• **Work required**
State how many lines in the items below contain the word "slate", with case counting. Give only the number.

** START **

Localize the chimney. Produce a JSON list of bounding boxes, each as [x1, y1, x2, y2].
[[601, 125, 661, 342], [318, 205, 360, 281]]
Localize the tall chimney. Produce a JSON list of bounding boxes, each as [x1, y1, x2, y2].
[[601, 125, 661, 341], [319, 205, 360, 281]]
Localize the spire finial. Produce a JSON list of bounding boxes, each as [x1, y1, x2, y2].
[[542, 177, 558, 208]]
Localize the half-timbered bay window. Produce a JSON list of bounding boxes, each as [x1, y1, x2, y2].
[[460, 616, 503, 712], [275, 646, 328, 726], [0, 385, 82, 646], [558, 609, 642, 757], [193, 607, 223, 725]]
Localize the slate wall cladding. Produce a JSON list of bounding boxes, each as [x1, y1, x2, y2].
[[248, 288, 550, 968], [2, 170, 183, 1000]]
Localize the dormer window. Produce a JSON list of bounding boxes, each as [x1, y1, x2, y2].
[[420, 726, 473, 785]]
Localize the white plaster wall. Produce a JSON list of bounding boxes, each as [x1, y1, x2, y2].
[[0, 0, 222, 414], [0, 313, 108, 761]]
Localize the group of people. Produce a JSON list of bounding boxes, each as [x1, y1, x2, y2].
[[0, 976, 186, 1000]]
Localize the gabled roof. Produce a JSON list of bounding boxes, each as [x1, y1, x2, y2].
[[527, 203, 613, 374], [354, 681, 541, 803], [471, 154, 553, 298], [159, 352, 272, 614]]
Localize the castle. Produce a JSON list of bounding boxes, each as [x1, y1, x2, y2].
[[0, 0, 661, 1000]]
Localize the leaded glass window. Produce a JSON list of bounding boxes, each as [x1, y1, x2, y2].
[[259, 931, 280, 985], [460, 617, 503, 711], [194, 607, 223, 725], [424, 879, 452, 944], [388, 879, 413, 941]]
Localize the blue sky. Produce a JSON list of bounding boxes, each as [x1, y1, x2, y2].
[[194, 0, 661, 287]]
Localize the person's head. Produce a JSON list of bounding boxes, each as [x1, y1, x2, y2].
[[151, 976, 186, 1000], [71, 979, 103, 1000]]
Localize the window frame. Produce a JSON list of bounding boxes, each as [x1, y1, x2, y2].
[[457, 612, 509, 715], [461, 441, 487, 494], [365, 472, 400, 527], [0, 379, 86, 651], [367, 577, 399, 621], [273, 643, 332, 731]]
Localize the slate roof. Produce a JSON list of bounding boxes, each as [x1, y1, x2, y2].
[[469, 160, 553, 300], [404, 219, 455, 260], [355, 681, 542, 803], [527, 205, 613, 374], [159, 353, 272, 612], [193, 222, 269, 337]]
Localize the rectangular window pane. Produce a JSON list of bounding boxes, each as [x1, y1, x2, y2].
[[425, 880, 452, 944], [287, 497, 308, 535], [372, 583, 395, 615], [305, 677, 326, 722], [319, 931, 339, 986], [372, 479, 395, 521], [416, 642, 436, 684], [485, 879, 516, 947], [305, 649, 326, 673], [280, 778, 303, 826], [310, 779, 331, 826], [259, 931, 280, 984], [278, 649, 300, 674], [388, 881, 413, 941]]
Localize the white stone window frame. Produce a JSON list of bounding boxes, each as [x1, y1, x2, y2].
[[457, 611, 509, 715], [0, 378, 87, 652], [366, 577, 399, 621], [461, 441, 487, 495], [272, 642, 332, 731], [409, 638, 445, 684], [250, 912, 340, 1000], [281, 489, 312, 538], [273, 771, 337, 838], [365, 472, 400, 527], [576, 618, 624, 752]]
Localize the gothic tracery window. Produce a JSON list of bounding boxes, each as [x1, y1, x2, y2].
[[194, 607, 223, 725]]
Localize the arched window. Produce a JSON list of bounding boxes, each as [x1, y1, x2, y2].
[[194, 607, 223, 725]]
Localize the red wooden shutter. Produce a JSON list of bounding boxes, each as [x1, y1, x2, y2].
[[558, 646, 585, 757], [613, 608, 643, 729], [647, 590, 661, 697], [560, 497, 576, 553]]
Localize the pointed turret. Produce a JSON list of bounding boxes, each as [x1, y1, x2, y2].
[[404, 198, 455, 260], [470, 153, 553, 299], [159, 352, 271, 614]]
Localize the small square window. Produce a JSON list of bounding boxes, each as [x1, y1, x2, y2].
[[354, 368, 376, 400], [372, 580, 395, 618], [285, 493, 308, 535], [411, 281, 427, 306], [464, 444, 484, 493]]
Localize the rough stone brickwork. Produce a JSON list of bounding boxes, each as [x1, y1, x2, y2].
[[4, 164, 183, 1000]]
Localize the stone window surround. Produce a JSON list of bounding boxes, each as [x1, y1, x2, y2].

** END **

• **Answer to the task**
2